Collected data
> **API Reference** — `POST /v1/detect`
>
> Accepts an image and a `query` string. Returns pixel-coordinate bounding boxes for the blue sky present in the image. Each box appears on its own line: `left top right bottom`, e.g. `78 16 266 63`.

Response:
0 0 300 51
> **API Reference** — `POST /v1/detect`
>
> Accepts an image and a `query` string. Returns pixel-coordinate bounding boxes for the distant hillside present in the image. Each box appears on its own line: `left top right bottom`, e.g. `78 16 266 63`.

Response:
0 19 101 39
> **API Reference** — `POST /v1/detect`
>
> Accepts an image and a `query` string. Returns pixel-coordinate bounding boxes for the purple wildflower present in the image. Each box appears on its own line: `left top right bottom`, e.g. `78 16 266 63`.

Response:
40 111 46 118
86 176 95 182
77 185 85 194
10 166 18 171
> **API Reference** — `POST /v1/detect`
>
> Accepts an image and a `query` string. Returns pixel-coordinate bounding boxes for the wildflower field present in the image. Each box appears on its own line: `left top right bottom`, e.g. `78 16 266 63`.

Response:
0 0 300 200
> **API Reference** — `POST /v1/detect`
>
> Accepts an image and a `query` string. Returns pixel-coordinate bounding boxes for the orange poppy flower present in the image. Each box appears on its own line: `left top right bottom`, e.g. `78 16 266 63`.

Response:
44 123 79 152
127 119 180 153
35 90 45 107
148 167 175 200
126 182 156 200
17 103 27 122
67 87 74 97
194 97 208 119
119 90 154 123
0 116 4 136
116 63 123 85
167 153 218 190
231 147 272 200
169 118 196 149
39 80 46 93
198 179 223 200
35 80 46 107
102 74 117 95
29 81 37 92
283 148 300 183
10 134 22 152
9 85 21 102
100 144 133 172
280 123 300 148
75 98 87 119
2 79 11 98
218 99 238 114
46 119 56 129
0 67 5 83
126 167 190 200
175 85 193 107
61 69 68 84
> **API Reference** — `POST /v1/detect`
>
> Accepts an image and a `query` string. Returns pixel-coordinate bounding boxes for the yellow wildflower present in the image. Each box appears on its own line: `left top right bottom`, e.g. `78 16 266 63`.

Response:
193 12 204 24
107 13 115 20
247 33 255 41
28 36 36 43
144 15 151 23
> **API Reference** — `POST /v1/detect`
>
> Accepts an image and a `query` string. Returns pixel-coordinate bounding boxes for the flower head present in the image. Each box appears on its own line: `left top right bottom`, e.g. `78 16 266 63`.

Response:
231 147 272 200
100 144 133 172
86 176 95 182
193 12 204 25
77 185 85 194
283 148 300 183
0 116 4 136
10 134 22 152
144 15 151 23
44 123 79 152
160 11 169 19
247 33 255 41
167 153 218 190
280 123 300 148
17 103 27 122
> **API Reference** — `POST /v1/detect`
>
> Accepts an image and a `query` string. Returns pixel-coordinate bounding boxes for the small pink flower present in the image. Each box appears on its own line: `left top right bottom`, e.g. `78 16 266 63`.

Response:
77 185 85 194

Task:
Please render every line of the records above as a numbered list, leaving out the blank lines.

Written answer:
1. > **API Reference** — `POST /v1/detect`
2. >
3. > Accepts an image and a `query` string. Returns pixel-coordinate bounding boxes for the blue sky present in the image. Each box appears on its own line: `left top right bottom`, e.g. `78 16 266 63`.
4. Response:
5. 0 0 300 51
6. > **API Reference** — `POST /v1/detect`
7. >
8. > Accepts an image and a `query` string. Returns pixel-coordinate bounding boxes for the distant hillside present in the image. Each box appears on its own line: `left top right bottom`, e.g. `78 16 266 63`.
9. Response:
10. 0 19 101 39
11. > **API Reference** — `POST /v1/detect`
12. >
13. > Accepts an image and a `query` string. Returns pixel-coordinate bounding boxes for the purple wildflower present in the image. Each box appears on its own line: `left top right bottom`, e.g. `78 16 266 63`.
14. Response:
15. 40 111 46 118
16. 86 176 95 182
17. 77 185 85 194
18. 10 166 18 171
19. > **API Reference** — `POST /v1/detect`
20. >
21. > Accepts an image and a `query` string. Returns pixel-coordinate bounding boxes for the wildflower field present in the image. Each box appears on its own line: `left top right bottom`, e.g. `78 16 266 63`.
22. Response:
23. 0 0 300 200
24. > **API Reference** — `POST /v1/detect`
25. >
26. > Accepts an image and a `query` string. Returns pixel-coordinate bounding boxes for the orange poppy flower present in the image. Each box appears on its own line: `left top right bottom`, e.g. `78 16 266 63`.
27. Response:
28. 44 123 79 152
29. 127 119 180 153
30. 35 90 45 107
31. 148 167 175 200
32. 126 182 156 200
33. 17 103 27 122
34. 67 87 74 97
35. 194 97 208 119
36. 119 90 154 123
37. 0 116 4 136
38. 116 63 123 85
39. 167 153 218 190
40. 231 147 272 200
41. 169 118 196 149
42. 39 80 46 93
43. 198 179 223 200
44. 35 80 46 107
45. 102 74 117 95
46. 29 81 37 92
47. 283 148 300 183
48. 10 134 22 152
49. 9 85 21 102
50. 100 144 133 172
51. 280 123 300 148
52. 75 98 87 119
53. 2 79 11 98
54. 218 99 238 114
55. 46 119 56 129
56. 0 67 5 83
57. 126 167 190 200
58. 175 85 193 107
59. 61 69 68 84
60. > **API Reference** — `POST /v1/detect`
61. >
62. > Accepts an image and a `query` string. Returns pixel-coordinate bounding boxes for the yellow wildflower present in the image. Each box appears on its own line: `left top right bottom`, e.g. `78 16 266 63`.
63. Response:
64. 193 12 204 24
65. 107 13 115 20
66. 247 33 255 41
67. 28 36 36 43
68. 144 15 151 23
69. > **API Reference** — `POST /v1/detect`
70. >
71. > Accepts an image and a `query` string. Returns pixel-coordinate bounding boxes for the flower head present in the image. Each box appears on its own line: `left top right bottom`, e.g. `78 16 266 63`.
72. Response:
73. 231 147 272 200
74. 100 144 133 172
75. 86 176 95 182
76. 193 12 204 25
77. 77 185 85 194
78. 283 148 300 183
79. 0 116 4 136
80. 10 134 22 152
81. 144 15 151 23
82. 44 123 79 152
83. 160 11 169 19
84. 247 33 255 41
85. 167 153 218 190
86. 280 123 300 148
87. 17 103 27 122
88. > **API Reference** — `POST /v1/detect`
89. >
90. > Accepts an image and a `query` string. Returns pixel-coordinate bounding boxes for the small pink flower present in the image. Each box appears on its own line: `left top right bottom`, e.g. `78 16 266 63`.
91. Response:
92. 77 185 85 194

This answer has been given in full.